THE EXERCISE:
Edit the records from the start through the line containing "[215,472,592,592]", changing "denim jacket" to "jean jacket" and leaving everything else as it stands. Return only that part.

SUPPLIED ENTRIES:
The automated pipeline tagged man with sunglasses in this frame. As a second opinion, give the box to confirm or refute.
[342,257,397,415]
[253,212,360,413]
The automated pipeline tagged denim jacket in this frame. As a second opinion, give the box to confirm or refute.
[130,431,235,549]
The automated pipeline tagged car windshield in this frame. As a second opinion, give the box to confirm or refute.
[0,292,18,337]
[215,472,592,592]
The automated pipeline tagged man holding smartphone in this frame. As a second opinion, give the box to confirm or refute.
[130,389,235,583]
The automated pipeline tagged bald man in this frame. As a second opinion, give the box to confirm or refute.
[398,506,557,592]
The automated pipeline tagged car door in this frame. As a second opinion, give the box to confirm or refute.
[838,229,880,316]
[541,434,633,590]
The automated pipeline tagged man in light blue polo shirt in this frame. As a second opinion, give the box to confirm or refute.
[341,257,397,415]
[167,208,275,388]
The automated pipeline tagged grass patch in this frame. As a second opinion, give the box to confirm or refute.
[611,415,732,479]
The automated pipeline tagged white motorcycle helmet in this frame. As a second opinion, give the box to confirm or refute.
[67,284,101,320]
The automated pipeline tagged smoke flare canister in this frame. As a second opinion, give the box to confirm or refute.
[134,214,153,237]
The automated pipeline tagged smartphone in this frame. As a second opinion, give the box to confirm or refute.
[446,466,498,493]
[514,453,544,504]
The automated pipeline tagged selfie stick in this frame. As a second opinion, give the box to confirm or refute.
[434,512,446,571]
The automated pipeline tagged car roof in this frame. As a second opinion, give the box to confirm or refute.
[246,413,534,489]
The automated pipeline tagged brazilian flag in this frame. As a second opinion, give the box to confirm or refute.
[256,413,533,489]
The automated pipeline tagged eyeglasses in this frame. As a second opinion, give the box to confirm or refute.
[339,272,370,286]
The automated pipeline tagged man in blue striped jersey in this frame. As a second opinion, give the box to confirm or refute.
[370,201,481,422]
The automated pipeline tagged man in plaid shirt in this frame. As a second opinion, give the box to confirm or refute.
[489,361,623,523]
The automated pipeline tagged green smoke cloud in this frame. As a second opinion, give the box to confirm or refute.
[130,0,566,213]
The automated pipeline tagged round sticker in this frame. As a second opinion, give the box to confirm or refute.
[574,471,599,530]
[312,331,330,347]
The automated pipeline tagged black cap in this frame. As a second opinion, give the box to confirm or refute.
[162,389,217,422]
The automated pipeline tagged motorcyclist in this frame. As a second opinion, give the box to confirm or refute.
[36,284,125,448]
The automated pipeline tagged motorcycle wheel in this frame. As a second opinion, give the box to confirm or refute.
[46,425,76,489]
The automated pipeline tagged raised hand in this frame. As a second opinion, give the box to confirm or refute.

EXERCISE ANSWER:
The automated pipeline tagged man with sunglasses in this frame. As a second opinion, give the box to confirm or refute.
[342,257,397,415]
[253,212,360,413]
The automated pipeline tagged jean jacket in this frame. As a second opinion, give the box to confirm or refute.
[130,431,235,549]
The automated pipeline tagged car windshield in this frame. As a second opinion, give the box to confirm or refute.
[0,292,18,337]
[215,472,592,592]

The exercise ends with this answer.